In what was only later understood as an ironic act, the Italian general knew that his opponents were out of supplies and so he had proposed simply waiting them out. That was a good, militarily logical, and prudent decision. Of course you know that sort of thing cannot stand.
He was overruled by politicians micro-managing from Rome and ordered to attack despite the fact that he was vastly outnumbered, roughly six to one. In the devastating defeat that followed, the Italians lost not only the majority of their men, but also 10,000 rifles, all of their artillery, and almost all of their logistics resources, especially the transportation. The result of all of this was Ethiopian Independence and international recognition of their sovereignty.
The humiliation on the battlefield had other effects as well. The shame felt by the Italians was not just because of the scale of the loss, but because of who they lost to in that battle. In an era of rampant colonialism by Europeans and the associated casual racism felt by all Europeans towards the “lesser peoples,” an Italian force losing to indigenous people was doubly shocking for the Italians and added to their anger. So, as is often the case in such situations, the commanding general was court-martialed. But that was not enough to assuage the people and in the wake of riots in Rome, the Prime Minister was forced to resign as well. It was a national scandal.
Just short of 40 years later, Mussolini was “Il Duce,” the Fascist leader of Italy, and he was hell-bent on his agenda to “Make Italy Great Again.” (No, really, that was essentially the core of his original political platform. Yes, I know, it sounds sort of familiar. That is not my fault.) Of course the traditional way to do this is to declare an unnecessary war on a hapless underdeveloped country. Which is what Mussolini set about doing.
Italy still had two rump colonies on the Horn of Africa, the same ones she had back in 1895-96, Eritrea (to the north of Ethiopia) and what was called “Italian Somaliland” (also adjacent to Ethiopia, but to the east). But the British and the French also had their toes in these waters. Getting the geography straight is fairly simple.
Using your right hand make a “gun” like when you were a little kid by extending your index finger and raising your thumb up at a right angle to the index finger. Now, with your arm in front of you and your elbow raised high, point the “barrel” at the ground. From the “bottom” edge of the meat of your thumb down to the tip of your index finger, that is “Italian Somaliland.” From the right side (as you are looking at it) of the muscle of your thumb out to about the knuckle, that is “British Somaliland,” and from the knuckle to the tip of your thumb is “French Somaliland.” Eritrea (the other Italian territory) is where it is today on the map, to the north and west of all of this.
In 1934, following a limited Italian incursion into Ethiopia some years in the making, and a subsequent semi-artificially created “incident” that would be used as a pretext for war, Mussolini pushed forward with plans for a full-scale invasion. He started loading the Italian territories with troops, and modern weapons. Again, this was not so much for any economic benefit they might gain, but more for bragging rights, domestic (Italian) consumption, and as a way to redress the shame of the Battle of Adowa. Personally, I think it was that last that mattered most.
That “border” skirmish (in fact the Italians were well inside the Ethiopian border) was one of the first really major crises of the League of Nations, and the first of which also definitively demonstrated how utterly toothless that organization was in reality. In late 1935 the League declared both sides “innocent,” though a third-grader could have clearly seen that Italy was the aggressor. But by then the Italian territories were loaded with troops. Enter Evelyn Waugh, (technically Arthur Evelyn Waugh) writer, correspondent, author.

◆ **Task to carry out**:
Pick up the passage on Italy's wars with Ethiopia right after its last sentence and write the next part. You won't need the records that come next.

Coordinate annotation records

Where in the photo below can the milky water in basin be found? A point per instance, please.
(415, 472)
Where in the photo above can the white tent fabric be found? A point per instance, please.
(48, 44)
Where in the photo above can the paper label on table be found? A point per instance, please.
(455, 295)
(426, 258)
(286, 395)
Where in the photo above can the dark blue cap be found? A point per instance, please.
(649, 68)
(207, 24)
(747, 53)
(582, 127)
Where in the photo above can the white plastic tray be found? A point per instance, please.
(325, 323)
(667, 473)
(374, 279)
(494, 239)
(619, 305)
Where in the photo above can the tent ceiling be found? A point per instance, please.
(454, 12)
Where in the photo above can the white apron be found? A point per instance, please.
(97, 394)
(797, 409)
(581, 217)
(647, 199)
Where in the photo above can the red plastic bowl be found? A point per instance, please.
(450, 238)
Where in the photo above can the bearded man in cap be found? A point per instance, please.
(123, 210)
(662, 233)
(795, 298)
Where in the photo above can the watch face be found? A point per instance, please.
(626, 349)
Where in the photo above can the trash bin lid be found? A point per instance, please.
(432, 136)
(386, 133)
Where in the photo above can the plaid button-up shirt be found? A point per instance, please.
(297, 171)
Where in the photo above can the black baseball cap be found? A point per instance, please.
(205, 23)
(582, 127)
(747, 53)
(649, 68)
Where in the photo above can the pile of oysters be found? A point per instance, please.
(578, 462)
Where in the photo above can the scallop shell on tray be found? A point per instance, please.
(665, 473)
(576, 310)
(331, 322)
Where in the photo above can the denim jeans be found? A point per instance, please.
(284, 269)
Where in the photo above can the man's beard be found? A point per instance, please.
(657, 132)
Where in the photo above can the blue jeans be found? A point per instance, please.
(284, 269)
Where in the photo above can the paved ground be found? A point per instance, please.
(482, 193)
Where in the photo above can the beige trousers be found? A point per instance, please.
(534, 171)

◆ **Exercise response**:
This being the second decade of the 21st century you might not have heard of him. Yes, him, though he was once married to a woman with the same first name. I cede, it’s a bit confusing until you learn that he was British, and by then an upper class sort, and they can be really strange. And I say that in the nicest of ways, knowing some daft upper-class Brits myself. But back to that writer you might not have heard of.
Suffice it to say that Waugh wrote some of the best prose of the 20th century. You can look him up at your leisure, but perhaps one of the best known to the general public was “Brideshead Revisted.” Not my own cup of tea, as it were, but people smarter than me think a lot of it, literary-wise. The point is that the man could write, and write well. What matters here are the events of 1935, when Italy, massed on both the northern and eastern borders of Abyssinia, looked like it was ready to invade. That was when Waugh was sent to the region by the British newspaper The Daily Mail. What came out of that, his second trip to the region, was pure comic genius, as well as a depressing and still relevant commentary on the nature of journalism, and perhaps a bit about British society.
Obviously, Italy did, in fact, invade. Between the Fall of 1935 and the Spring of 1936, Mussolini’s forces conquered Abyssinia, now known as Ethiopia. The Emperor Haile Selassie had to escape (to England), and his nation was swept into what became, for a very short time, the “Empire of Italy.” Waugh was there at the outset and inadvertently got word of the impending invasion date. He tried to tell his newspaper, but to preserve the secrecy of his scoop, sent the word back to his office using Latin, assuming somebody on the receiving end would understand Latin. Bad, upper-class, call.
Journalism has always been the plebeian’s call, literature the patricians.
They missed his “scoop.”
The results of his experiences did not go entirely to waste, however, as it resulted in the novel Scoop. Now this, I encourage everyone, is something to read. It is a light, fast, insightful and witheringly sarcastic tale about whole swathes of humanity. In that novel Waugh lampoons his own experiences, melds them to those of some other correspondents, and skewers the very notion of war journalism, the concept of keeping people informed (vice manipulating them), and how wars are made. Scoop has all of that, and more. Get the book.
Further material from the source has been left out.